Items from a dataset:
- - -

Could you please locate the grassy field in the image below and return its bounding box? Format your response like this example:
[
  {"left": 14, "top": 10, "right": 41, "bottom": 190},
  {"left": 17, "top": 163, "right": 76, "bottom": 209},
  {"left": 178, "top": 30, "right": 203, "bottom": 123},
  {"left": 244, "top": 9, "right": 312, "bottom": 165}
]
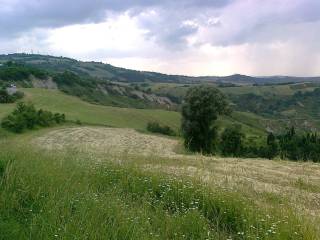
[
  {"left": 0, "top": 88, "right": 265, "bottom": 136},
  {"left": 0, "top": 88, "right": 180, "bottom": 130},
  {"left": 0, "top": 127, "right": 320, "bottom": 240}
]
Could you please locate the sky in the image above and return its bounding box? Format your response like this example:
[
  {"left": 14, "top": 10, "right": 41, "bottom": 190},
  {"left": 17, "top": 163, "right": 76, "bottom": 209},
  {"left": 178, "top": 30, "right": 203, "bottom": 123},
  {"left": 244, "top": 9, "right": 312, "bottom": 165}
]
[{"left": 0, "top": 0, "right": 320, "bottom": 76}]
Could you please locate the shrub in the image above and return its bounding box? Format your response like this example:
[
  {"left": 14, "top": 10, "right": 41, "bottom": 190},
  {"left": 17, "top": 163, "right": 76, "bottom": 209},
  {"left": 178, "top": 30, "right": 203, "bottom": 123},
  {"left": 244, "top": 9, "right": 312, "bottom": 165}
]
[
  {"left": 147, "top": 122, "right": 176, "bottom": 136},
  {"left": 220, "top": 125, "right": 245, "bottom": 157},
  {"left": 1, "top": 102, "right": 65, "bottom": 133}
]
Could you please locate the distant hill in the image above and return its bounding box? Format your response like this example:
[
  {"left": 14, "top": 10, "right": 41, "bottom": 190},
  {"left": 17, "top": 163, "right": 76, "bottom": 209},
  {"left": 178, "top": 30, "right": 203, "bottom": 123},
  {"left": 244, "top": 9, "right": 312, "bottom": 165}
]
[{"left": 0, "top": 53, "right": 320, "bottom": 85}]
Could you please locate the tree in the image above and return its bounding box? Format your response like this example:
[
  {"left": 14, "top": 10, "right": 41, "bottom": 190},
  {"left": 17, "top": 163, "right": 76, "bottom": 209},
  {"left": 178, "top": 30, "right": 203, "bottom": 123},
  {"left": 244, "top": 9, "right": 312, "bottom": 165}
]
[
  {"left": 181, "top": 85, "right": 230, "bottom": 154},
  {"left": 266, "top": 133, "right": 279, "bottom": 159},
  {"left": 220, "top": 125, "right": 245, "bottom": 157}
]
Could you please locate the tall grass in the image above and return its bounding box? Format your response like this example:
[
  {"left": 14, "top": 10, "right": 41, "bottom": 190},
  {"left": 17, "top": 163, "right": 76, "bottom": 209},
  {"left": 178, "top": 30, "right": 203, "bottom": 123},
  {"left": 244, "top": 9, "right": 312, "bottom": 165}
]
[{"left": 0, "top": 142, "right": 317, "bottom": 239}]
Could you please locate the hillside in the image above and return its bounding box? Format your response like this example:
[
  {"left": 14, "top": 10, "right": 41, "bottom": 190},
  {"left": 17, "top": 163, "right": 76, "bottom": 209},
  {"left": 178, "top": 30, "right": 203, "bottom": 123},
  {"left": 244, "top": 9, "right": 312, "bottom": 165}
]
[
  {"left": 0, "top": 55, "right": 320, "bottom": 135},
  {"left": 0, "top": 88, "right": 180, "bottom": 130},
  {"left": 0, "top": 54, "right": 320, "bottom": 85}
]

- - -

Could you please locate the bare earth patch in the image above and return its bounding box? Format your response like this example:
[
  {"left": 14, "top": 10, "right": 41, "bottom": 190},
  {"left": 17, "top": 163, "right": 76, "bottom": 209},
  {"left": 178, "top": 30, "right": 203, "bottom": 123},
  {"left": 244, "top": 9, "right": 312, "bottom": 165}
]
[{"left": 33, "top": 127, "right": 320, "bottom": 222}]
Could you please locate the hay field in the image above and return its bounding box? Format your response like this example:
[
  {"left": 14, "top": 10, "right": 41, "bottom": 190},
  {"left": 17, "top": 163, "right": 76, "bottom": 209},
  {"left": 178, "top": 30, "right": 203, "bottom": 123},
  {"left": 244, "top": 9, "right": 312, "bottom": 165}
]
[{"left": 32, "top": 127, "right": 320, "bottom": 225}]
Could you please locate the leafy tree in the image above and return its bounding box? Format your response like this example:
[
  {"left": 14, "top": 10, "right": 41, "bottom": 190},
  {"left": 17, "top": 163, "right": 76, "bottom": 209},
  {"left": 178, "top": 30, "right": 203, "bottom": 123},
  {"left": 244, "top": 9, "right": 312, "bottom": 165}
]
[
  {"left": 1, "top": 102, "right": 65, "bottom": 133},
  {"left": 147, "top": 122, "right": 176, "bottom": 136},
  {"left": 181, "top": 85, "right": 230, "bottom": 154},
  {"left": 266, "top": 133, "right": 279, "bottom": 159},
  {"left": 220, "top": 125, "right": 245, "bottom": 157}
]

- - -

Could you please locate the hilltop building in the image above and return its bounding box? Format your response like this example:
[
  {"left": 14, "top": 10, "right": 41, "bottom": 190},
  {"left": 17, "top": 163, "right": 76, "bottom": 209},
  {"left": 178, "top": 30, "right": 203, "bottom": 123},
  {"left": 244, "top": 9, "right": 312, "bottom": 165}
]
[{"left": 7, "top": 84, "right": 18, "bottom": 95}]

- - -

## AIM OF THE EXERCISE
How many lines in the items above contain the string "Could"? Case matters; reply with the number alone.

## REPLY TO THE EXERCISE
11